(Material for this task Opens)

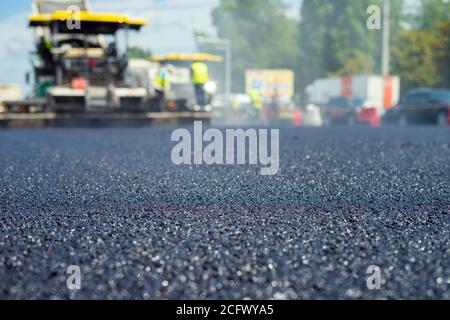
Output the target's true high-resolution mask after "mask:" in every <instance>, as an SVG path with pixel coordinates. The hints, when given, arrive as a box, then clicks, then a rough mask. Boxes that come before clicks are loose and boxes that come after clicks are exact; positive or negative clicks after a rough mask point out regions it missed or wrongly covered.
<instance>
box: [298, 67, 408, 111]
mask: <svg viewBox="0 0 450 320" xmlns="http://www.w3.org/2000/svg"><path fill="white" fill-rule="evenodd" d="M306 94H307V96H308V101H309V102H310V103H313V104H317V105H324V104H326V103H328V102H329V101H330V99H331V98H336V97H357V98H360V99H362V100H364V101H365V102H366V103H368V104H370V105H371V106H372V107H375V108H377V109H379V110H380V111H381V113H384V111H385V110H387V109H389V108H391V107H393V106H395V105H396V104H397V102H398V100H399V99H400V78H399V77H397V76H388V77H382V76H378V75H356V76H349V77H334V78H323V79H317V80H315V81H314V82H313V83H312V84H311V85H309V86H308V87H307V88H306Z"/></svg>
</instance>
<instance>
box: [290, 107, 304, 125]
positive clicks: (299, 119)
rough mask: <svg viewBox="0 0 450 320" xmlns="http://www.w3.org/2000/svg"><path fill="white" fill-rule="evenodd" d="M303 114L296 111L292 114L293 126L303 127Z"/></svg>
mask: <svg viewBox="0 0 450 320" xmlns="http://www.w3.org/2000/svg"><path fill="white" fill-rule="evenodd" d="M302 122H303V121H302V113H301V112H300V110H295V111H294V112H293V113H292V124H293V125H294V126H295V127H300V126H301V125H302Z"/></svg>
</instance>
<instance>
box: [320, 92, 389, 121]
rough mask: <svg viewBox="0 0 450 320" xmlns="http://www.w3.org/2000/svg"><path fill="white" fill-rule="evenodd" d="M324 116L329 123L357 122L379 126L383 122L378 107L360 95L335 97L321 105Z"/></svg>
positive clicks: (324, 120)
mask: <svg viewBox="0 0 450 320" xmlns="http://www.w3.org/2000/svg"><path fill="white" fill-rule="evenodd" d="M321 112H322V117H323V119H324V122H325V123H327V124H348V125H353V124H356V123H360V124H369V125H372V126H378V125H380V123H381V119H380V115H379V114H380V113H379V111H378V108H376V107H374V106H372V104H371V103H370V102H368V101H364V100H363V99H361V98H358V97H334V98H331V99H330V101H329V102H328V103H327V104H325V105H324V106H322V107H321Z"/></svg>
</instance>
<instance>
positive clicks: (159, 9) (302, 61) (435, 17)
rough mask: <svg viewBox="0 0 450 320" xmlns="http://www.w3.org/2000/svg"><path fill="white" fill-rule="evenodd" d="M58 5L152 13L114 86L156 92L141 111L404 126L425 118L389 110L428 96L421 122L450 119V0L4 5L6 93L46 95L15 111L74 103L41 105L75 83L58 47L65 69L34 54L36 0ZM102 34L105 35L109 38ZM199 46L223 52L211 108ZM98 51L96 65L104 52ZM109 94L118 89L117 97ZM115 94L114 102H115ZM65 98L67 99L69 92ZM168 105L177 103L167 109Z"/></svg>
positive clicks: (86, 102) (213, 92)
mask: <svg viewBox="0 0 450 320" xmlns="http://www.w3.org/2000/svg"><path fill="white" fill-rule="evenodd" d="M55 2H56V3H59V4H60V5H59V7H53V9H55V10H56V9H58V10H61V9H64V8H66V7H68V6H70V4H77V3H78V4H79V5H80V3H81V4H82V5H81V6H82V7H86V8H84V9H86V10H88V11H92V12H101V13H105V12H107V13H111V12H114V13H116V14H122V15H124V14H126V15H128V16H130V17H133V18H138V19H144V20H145V21H146V23H145V24H143V25H140V26H139V32H136V33H133V34H132V35H131V36H129V37H128V36H127V43H126V48H127V49H128V51H127V58H126V62H125V64H126V65H125V64H124V70H122V73H120V72H119V76H118V77H119V78H121V79H122V78H123V79H122V80H123V81H113V83H104V84H102V86H103V87H104V88H107V87H108V86H111V85H114V86H115V87H126V88H129V87H130V86H134V87H142V88H143V89H145V90H147V92H146V93H145V94H142V95H141V96H139V97H140V100H137V99H133V100H130V99H129V100H130V101H131V102H129V103H131V104H139V107H138V108H134V109H138V110H139V109H142V110H145V111H149V110H153V111H154V110H155V109H156V111H161V109H163V111H168V110H169V111H183V110H190V111H208V112H210V111H212V109H215V110H216V111H219V112H220V114H221V116H223V115H224V114H227V116H230V117H231V118H233V116H234V117H235V118H238V119H242V118H251V119H257V120H261V119H265V120H266V121H267V120H274V119H283V118H286V119H288V120H289V121H291V120H292V121H294V123H303V124H305V123H306V124H310V125H316V126H317V125H323V124H329V123H332V122H341V123H342V122H344V123H348V124H353V123H355V122H356V123H364V124H370V125H379V124H381V122H382V120H383V118H385V120H386V122H396V123H399V124H400V123H412V122H417V121H416V120H423V119H421V118H420V117H419V118H420V119H417V115H407V116H404V117H403V118H402V115H401V113H402V112H400V111H396V112H391V114H388V115H386V113H388V110H390V109H392V108H393V107H394V106H396V105H398V104H402V105H403V108H404V107H405V106H411V105H415V106H416V107H421V108H423V107H424V106H423V103H422V102H426V103H429V104H434V106H427V108H430V107H431V108H433V109H434V111H433V112H432V115H429V116H428V118H429V119H426V120H427V121H419V122H431V123H441V124H448V121H450V120H449V117H450V116H449V115H448V110H447V109H448V102H449V101H448V100H449V99H450V98H448V96H449V95H450V94H449V92H448V91H446V90H448V88H449V87H450V66H449V63H450V45H449V37H450V17H449V15H450V2H449V1H448V0H385V1H383V0H358V1H350V0H338V1H326V0H248V1H245V2H244V1H238V0H214V1H206V0H189V1H177V0H155V1H142V0H131V1H126V2H125V1H119V0H117V1H113V0H110V1H104V0H90V1H80V0H74V1H65V0H61V1H45V0H42V1H34V2H33V1H20V2H17V1H10V0H7V1H3V2H2V4H0V9H1V10H0V11H1V12H2V13H1V14H0V28H1V29H3V30H8V31H7V32H4V33H3V36H2V38H1V40H0V41H1V46H0V48H1V49H0V84H2V87H1V90H0V91H1V96H0V100H2V101H3V102H5V101H12V100H14V101H18V100H21V99H23V98H28V99H34V100H33V102H35V103H34V105H33V104H32V103H30V102H26V103H24V102H23V101H21V103H15V104H9V105H8V104H6V111H17V110H20V111H24V110H25V111H26V112H29V110H32V111H33V110H34V111H55V110H59V111H61V110H62V111H64V110H67V108H65V107H59V108H58V107H55V106H51V107H48V106H49V105H50V104H51V103H50V102H49V101H48V100H47V101H45V107H44V108H33V107H36V106H38V107H39V106H42V105H44V102H43V101H40V104H37V103H36V100H35V98H44V97H48V95H49V92H47V91H48V89H50V90H53V91H50V95H51V96H52V98H55V96H56V93H54V91H55V90H56V89H55V88H52V87H59V86H61V85H62V82H64V81H61V83H58V81H56V80H55V79H56V73H57V71H56V69H57V65H58V64H60V65H62V64H64V61H65V60H64V59H65V58H64V57H61V52H57V50H56V49H58V48H51V50H50V51H52V52H51V55H53V59H54V60H55V61H56V60H58V59H59V60H58V62H54V63H53V64H50V66H49V67H48V68H47V69H53V71H54V73H55V74H53V75H50V74H46V77H45V78H42V77H40V76H38V75H37V71H36V70H37V69H36V68H37V67H36V63H35V62H33V61H32V63H30V60H33V58H31V59H30V53H33V52H34V53H36V51H37V52H38V54H39V49H38V50H36V47H38V46H39V41H40V40H39V37H40V36H38V39H37V36H36V35H39V34H41V33H42V31H40V30H39V29H45V28H48V29H49V25H46V26H43V25H39V26H36V25H34V26H33V21H31V20H29V16H30V14H32V13H34V14H39V13H44V12H39V10H38V9H37V7H38V6H39V5H37V4H36V3H41V4H45V3H47V4H48V3H55ZM33 3H34V5H33ZM32 5H33V6H32ZM84 9H83V10H84ZM49 10H50V9H49ZM44 11H45V10H44ZM50 11H51V10H50ZM45 13H49V12H45ZM147 22H148V23H147ZM30 26H31V28H30ZM36 29H38V30H36ZM119 29H120V28H119ZM121 31H123V30H118V31H117V33H118V34H120V32H121ZM59 32H61V30H60V31H59ZM96 32H98V31H96ZM100 33H101V32H100ZM100 33H98V34H97V35H96V36H99V37H100V36H101V37H103V36H104V35H103V34H100ZM44 38H45V37H44ZM49 39H50V38H49ZM49 39H47V41H48V40H49ZM60 43H61V42H60ZM54 45H55V46H56V47H57V46H58V45H61V44H54ZM91 45H92V44H91ZM114 45H116V43H115V44H114ZM117 46H119V44H117ZM105 50H106V47H105ZM196 53H208V54H210V55H211V56H209V57H207V58H206V60H204V62H206V63H207V64H208V66H209V76H210V78H211V79H210V80H211V81H210V82H212V83H213V84H212V85H210V86H209V87H208V88H209V89H210V90H209V91H212V92H211V93H209V92H207V94H209V95H210V96H208V99H207V103H205V104H208V108H204V106H198V105H200V104H199V103H197V102H198V101H195V100H196V99H195V92H194V89H192V83H191V80H190V79H188V78H189V75H188V73H189V68H190V63H192V62H193V61H194V60H195V58H196V56H195V54H196ZM183 54H184V56H182V55H183ZM186 54H188V55H190V56H186ZM177 55H178V56H177ZM180 55H181V56H180ZM56 56H57V57H56ZM155 57H157V58H156V59H155ZM41 58H42V54H41ZM86 58H88V55H86ZM89 59H91V60H90V61H91V62H92V63H95V61H94V60H95V59H96V58H92V57H89ZM133 59H134V61H132V60H133ZM66 60H67V59H66ZM138 60H141V61H138ZM142 60H146V61H147V62H148V61H151V62H152V63H153V64H152V65H150V64H148V63H147V64H145V63H143V62H142ZM86 64H87V65H89V61H88V62H86ZM133 66H134V67H133ZM64 68H66V69H67V66H64ZM137 69H139V70H137ZM144 69H145V70H144ZM180 69H183V70H180ZM76 70H77V71H76V72H74V71H73V69H72V70H71V71H72V72H71V73H70V75H67V74H66V75H64V76H63V78H64V77H65V78H64V79H63V80H66V82H71V84H72V87H73V81H72V80H73V78H74V77H75V76H76V77H77V78H80V77H81V78H85V79H86V80H88V81H89V80H90V83H89V85H90V86H91V87H94V86H95V84H94V82H95V81H93V80H92V79H90V76H91V75H92V72H91V73H90V75H89V76H87V75H86V74H79V72H78V71H79V69H76ZM130 70H131V71H130ZM65 71H67V70H65ZM65 71H61V72H65ZM104 71H105V70H103V71H102V72H103V73H104ZM161 71H166V72H167V73H170V74H171V75H172V77H173V79H172V80H173V81H172V83H171V85H172V86H171V88H164V90H162V91H163V93H164V99H165V100H164V102H163V103H162V102H161V101H159V102H155V101H156V100H157V99H160V100H161V96H158V88H155V85H154V83H155V81H157V79H156V78H157V76H158V73H159V72H161ZM169 71H170V72H169ZM102 72H99V73H102ZM130 73H131V76H130ZM139 73H140V75H139V76H137V75H136V74H139ZM143 73H145V76H143V75H142V74H143ZM130 77H131V78H133V77H134V78H133V79H134V80H131V81H130ZM33 78H34V79H33ZM144 78H145V79H144ZM181 78H183V80H181ZM136 79H138V80H136ZM133 81H134V82H133ZM130 82H132V83H130ZM124 83H126V84H124ZM136 83H137V84H136ZM165 85H167V87H169V85H168V84H165ZM83 88H84V87H83ZM65 89H67V88H65ZM72 89H73V88H72ZM92 91H95V90H92ZM103 91H104V92H107V91H108V90H106V89H104V90H103ZM108 92H109V91H108ZM136 92H137V91H136V90H135V91H134V93H133V94H134V96H133V97H135V95H136ZM103 95H104V96H105V97H107V93H104V94H103ZM411 95H412V99H411V101H409V102H408V101H407V100H408V97H411ZM402 96H403V97H404V99H401V97H402ZM121 97H122V96H121ZM83 99H84V100H85V101H87V100H89V99H88V98H87V97H83ZM103 99H104V100H105V101H106V102H104V103H103V105H111V104H113V103H112V102H111V101H109V100H108V99H107V98H103ZM53 100H57V101H59V96H58V99H57V98H55V99H53ZM53 100H52V102H54V101H53ZM91 100H95V99H94V98H92V99H91ZM422 100H423V101H422ZM146 101H152V103H148V102H146ZM421 101H422V102H421ZM63 102H65V100H64V101H63ZM83 103H84V104H85V105H87V104H89V103H88V102H83ZM4 104H5V103H4ZM93 104H95V103H91V105H93ZM162 104H167V105H166V106H165V107H164V108H161V107H160V106H161V105H162ZM421 104H422V106H420V105H421ZM436 104H438V105H437V106H436ZM141 105H145V106H144V107H142V108H141ZM155 106H156V107H155ZM30 107H31V109H30ZM224 107H225V109H224ZM86 108H87V109H89V108H88V107H86V106H83V108H82V109H83V110H84V111H85V109H86ZM72 109H73V108H72ZM72 109H70V110H72ZM90 110H91V111H92V108H90ZM224 110H225V111H226V112H224ZM362 110H363V112H361V111H362ZM399 110H400V109H399ZM436 110H437V111H436ZM3 111H5V110H4V108H3ZM97 111H99V110H97ZM104 111H105V110H100V112H104ZM123 111H129V110H127V109H123ZM295 111H296V112H295ZM361 113H362V114H361ZM305 119H306V120H305Z"/></svg>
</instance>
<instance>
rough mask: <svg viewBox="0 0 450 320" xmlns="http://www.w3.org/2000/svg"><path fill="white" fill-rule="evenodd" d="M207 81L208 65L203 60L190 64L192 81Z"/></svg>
mask: <svg viewBox="0 0 450 320" xmlns="http://www.w3.org/2000/svg"><path fill="white" fill-rule="evenodd" d="M208 81H209V75H208V66H207V65H206V63H203V62H194V63H193V64H192V83H194V84H205V83H207V82H208Z"/></svg>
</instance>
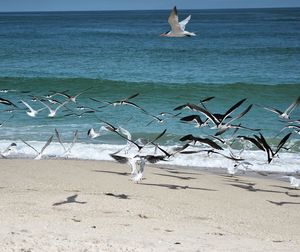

(Material for this task Closes)

**What you have to do**
Copy out, character for character, the portion of the entries that runs from their very beginning through the line containing "box: [298, 67, 408, 111]", including that line. Leave the pictures out of your reply.

**Response**
Output the target's true high-resolution mask after "mask:" in every <instance>, as an SVG path with pixel coordinates. The hints, when given, arrive as a box, then clicks, then a rough mask. Boxes that come before clicks are loose and boxes that come after clicks are exact; positive or negative clicks after a rough mask point out regions it missed or wrongly covered.
<instance>
box: [298, 67, 408, 111]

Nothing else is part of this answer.